AIM OF THE TASK
How many lines in the items below contain the word "tree"? Reply with the number alone.
● ● ● ● ●
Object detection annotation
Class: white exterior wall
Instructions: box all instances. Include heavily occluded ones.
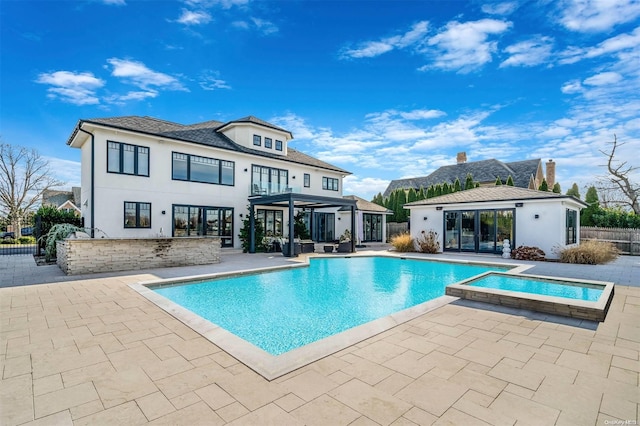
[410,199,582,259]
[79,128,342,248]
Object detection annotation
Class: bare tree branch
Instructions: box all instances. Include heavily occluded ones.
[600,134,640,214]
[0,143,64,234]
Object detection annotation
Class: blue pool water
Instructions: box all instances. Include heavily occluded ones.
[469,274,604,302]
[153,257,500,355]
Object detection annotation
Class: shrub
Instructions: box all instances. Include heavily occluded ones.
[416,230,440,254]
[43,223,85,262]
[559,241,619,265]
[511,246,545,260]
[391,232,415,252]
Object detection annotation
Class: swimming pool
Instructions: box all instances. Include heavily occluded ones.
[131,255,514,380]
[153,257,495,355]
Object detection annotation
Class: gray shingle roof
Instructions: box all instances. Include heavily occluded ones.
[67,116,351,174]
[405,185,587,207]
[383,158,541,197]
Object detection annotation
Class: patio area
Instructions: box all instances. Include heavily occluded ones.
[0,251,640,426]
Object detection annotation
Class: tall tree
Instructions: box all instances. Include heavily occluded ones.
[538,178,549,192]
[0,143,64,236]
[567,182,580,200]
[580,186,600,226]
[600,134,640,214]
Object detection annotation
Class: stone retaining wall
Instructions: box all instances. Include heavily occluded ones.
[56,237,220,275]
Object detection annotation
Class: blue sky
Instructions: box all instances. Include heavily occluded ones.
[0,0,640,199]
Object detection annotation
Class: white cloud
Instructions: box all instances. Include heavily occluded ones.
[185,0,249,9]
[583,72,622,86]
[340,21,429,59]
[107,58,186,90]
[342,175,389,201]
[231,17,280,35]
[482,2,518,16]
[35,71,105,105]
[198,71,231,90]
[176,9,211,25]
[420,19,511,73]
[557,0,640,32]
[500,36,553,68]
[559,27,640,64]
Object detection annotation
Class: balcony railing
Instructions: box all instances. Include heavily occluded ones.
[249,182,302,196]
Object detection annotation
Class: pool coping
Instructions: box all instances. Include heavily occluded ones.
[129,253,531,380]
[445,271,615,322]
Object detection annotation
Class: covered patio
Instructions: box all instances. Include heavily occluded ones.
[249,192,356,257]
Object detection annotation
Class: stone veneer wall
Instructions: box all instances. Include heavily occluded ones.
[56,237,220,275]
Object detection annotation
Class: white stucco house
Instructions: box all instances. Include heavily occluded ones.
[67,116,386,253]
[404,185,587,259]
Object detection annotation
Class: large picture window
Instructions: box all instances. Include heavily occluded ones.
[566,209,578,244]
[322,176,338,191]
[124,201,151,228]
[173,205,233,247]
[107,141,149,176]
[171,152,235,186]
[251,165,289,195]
● ● ● ● ●
WRITTEN REPLY
2